Dataset rows on where objects appear:

>>>>>

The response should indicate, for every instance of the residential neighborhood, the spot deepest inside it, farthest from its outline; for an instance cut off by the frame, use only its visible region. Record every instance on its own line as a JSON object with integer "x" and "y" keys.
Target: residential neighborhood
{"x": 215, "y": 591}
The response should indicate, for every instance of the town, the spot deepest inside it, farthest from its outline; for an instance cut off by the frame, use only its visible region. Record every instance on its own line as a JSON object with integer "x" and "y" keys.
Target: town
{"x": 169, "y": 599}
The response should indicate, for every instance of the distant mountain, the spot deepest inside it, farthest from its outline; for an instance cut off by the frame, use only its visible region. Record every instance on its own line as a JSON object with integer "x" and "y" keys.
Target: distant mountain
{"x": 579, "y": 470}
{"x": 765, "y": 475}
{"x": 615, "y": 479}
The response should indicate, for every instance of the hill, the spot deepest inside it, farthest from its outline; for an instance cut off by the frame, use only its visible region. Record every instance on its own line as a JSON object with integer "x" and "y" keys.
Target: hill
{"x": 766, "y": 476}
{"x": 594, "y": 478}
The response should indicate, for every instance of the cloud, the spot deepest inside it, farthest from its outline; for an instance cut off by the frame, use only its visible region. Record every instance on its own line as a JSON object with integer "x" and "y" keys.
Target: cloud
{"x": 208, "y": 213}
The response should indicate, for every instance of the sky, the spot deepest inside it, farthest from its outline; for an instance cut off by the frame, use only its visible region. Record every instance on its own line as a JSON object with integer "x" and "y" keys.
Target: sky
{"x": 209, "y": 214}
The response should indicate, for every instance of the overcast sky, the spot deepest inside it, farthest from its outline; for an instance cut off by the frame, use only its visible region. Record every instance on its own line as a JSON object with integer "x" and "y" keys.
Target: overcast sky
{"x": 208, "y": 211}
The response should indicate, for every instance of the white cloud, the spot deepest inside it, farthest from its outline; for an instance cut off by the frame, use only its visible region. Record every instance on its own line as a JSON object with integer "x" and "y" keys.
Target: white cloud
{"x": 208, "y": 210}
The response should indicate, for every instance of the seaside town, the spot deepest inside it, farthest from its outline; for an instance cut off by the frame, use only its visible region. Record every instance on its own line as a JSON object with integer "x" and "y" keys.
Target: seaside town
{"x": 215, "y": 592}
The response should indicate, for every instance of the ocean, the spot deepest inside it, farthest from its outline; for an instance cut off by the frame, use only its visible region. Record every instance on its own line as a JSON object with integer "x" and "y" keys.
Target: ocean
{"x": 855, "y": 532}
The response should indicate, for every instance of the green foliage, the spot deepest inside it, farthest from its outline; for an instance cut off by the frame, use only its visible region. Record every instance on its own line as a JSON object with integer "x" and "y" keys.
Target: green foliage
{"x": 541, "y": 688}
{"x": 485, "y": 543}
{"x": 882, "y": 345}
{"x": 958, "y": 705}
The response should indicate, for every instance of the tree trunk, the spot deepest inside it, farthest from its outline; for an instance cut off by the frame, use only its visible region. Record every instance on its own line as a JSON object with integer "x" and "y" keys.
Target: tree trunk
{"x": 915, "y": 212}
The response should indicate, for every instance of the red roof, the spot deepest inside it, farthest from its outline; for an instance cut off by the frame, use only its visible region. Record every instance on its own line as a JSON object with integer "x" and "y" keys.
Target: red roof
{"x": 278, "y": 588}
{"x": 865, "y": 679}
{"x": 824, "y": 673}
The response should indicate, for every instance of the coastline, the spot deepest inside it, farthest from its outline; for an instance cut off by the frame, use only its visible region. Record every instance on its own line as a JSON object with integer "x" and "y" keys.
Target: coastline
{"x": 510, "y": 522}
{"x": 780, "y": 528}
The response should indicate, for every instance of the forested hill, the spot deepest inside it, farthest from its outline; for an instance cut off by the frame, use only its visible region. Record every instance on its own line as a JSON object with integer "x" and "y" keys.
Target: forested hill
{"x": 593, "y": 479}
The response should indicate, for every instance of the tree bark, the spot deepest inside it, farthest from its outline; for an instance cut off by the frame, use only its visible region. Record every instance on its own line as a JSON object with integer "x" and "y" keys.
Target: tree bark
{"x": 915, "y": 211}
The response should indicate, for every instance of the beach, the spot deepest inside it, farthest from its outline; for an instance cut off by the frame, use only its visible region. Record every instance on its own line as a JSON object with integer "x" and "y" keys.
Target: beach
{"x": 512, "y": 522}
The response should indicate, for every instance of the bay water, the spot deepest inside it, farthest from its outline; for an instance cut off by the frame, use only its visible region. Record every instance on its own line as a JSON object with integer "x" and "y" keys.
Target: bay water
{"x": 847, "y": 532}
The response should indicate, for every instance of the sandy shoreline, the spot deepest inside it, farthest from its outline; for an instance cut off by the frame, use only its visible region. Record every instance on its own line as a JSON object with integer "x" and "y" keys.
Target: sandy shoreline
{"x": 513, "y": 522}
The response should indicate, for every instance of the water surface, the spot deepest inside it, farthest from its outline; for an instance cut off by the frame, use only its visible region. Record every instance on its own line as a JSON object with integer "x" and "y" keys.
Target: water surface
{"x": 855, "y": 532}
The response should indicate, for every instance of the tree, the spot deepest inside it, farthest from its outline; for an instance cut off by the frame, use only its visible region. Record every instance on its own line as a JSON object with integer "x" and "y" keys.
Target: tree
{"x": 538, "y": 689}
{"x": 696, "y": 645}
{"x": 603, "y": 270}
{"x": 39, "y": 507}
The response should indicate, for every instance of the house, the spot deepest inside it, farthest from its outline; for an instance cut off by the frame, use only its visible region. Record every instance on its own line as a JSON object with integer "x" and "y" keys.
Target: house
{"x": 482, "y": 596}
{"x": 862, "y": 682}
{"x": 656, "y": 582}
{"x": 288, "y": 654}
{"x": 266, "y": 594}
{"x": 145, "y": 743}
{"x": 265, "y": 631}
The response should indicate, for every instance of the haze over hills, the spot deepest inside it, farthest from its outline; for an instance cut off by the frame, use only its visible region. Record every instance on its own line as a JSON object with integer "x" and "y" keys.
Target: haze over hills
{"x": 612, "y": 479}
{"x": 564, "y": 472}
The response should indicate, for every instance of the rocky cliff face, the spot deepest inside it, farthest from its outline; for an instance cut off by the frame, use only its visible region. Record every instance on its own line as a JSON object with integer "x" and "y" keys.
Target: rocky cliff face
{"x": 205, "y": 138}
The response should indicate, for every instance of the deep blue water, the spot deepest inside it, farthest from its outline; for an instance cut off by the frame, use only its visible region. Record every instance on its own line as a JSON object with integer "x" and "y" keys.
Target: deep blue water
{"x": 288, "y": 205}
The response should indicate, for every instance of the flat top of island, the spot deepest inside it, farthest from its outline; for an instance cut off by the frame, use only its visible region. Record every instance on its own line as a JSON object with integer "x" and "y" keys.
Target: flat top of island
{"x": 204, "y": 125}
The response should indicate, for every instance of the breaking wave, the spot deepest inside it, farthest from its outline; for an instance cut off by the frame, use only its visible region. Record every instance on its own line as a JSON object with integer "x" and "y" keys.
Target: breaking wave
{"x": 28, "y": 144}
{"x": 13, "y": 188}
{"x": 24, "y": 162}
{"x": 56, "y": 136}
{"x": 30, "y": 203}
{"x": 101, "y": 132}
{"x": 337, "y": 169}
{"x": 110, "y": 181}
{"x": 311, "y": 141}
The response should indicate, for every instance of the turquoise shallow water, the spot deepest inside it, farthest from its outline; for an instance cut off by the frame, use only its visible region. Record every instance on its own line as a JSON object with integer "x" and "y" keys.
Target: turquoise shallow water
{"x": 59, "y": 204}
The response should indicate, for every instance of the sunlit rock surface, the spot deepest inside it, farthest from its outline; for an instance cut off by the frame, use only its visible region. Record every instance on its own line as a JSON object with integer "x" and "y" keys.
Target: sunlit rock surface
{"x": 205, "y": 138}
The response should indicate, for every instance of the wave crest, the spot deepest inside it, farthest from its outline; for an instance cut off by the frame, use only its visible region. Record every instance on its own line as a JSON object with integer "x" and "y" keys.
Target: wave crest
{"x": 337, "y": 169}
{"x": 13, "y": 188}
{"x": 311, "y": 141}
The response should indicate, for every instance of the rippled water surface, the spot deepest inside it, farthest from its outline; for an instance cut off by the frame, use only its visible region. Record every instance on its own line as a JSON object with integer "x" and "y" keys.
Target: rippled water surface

<<<<<

EXERCISE GOAL — Rewrite the lines starting at the one containing "The response should indicate, for every instance of the bay" and ending at the one containing "Target: bay water", changing "bay water" to "harbor water" and leaving everything else unchanged.

RESULT OF THE TASK —
The response should indicate, for every instance of the harbor water, the spot deepest inside it, farthest from its outline; for an instance cut off by the frame, use only its visible region. Record every instance on its own line as a JSON object with integer "x" and "y" keys.
Target: harbor water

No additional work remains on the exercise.